## The exercise
Before the entries, reproduce the stretch of the article on U.S. talks over Mubarak's resignation from "Creation of a" through "to the crisis.".

The Obama administration is in talks with top Egyptian officials about the possible immediate resignation of President Hosni Mubarak.
U.S. officials said they are also discussing the formation of an interim government that could prepare the country for free and fair elections later this year.
Creation of a military-backed caretaker government in Egypt is one of several ideas being discussed as anti-Mubarak protests escalate in the streets of Cairo and other Egyptian cities, the officials said late last night.
Those protests are expected to grow in size and intensity today. the administration fears they may erupt into more widespread violence unless the government takes tangible steps to address the protesters’ main demand that Mubarak leave office.
The officials claimed the United States isn’t trying to force Mubarak to resign.
However they noted that the administration had made a judgment that Mubarak has to go soon if there is to be a peaceful resolution to the crisis.
The talks about Mubarak’s immediate departure were first reported by The New York Times.
White House and State Department spokesmen would not discuss details of the discussions U.S. officials are having with the Egyptians.
Vice President Joe Biden spoke with Egyptian Vice President Omar Suleiman on Thursday, a day after a similar conversation between Suleiman and Secretary of State Hillary Clinton.
Officials said neither Biden nor Clinton made a specific call for Mubarak to resign immediately but pressed for measures that would ease tensions on the streets and set the stage for democratic elections.
‘The president has said that now is the time to begin a peaceful, orderly and meaningful transition, with credible, inclusive negotiations,’ said White House national security spokesman Tommy Vietor last night.
‘We have discussed with the Egyptians a variety of different ways to move that process forward, but all of those decisions must be made by the Egyptian people.’
An administration official said there is no single plan being discussed with the Egyptians.
Rather, the administration is pursuing different ideas with Egyptian figures on how to proceed quickly with a process that includes a broad range of voices and leads to free and fair elections – in essence, different ways to accomplish those goals.
Among those options is a proposal for Mubarak to resign immediately – which the embattled president has refused to do – and for Mubarak to cede power to a transitional government run by Suleiman.
But the official rejected the notion that the White House was trying to impose that idea and said it was not at all clear it would happen. The official spoke on condition of anonymity to discuss internal deliberations.

## Recorded data
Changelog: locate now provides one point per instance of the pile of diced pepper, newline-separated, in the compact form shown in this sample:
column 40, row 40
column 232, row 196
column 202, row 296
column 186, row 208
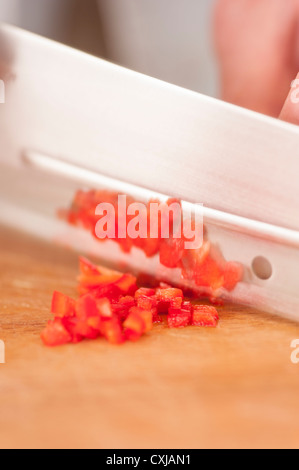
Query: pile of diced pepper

## Task result
Creation of a military-backed caretaker government in Egypt is one of several ideas being discussed as anti-Mubarak protests escalate in the streets of Cairo and other Egyptian cities, the officials said late last night.
Those protests are expected to grow in size and intensity today. the administration fears they may erupt into more widespread violence unless the government takes tangible steps to address the protesters’ main demand that Mubarak leave office.
The officials claimed the United States isn’t trying to force Mubarak to resign.
However they noted that the administration had made a judgment that Mubarak has to go soon if there is to be a peaceful resolution to the crisis.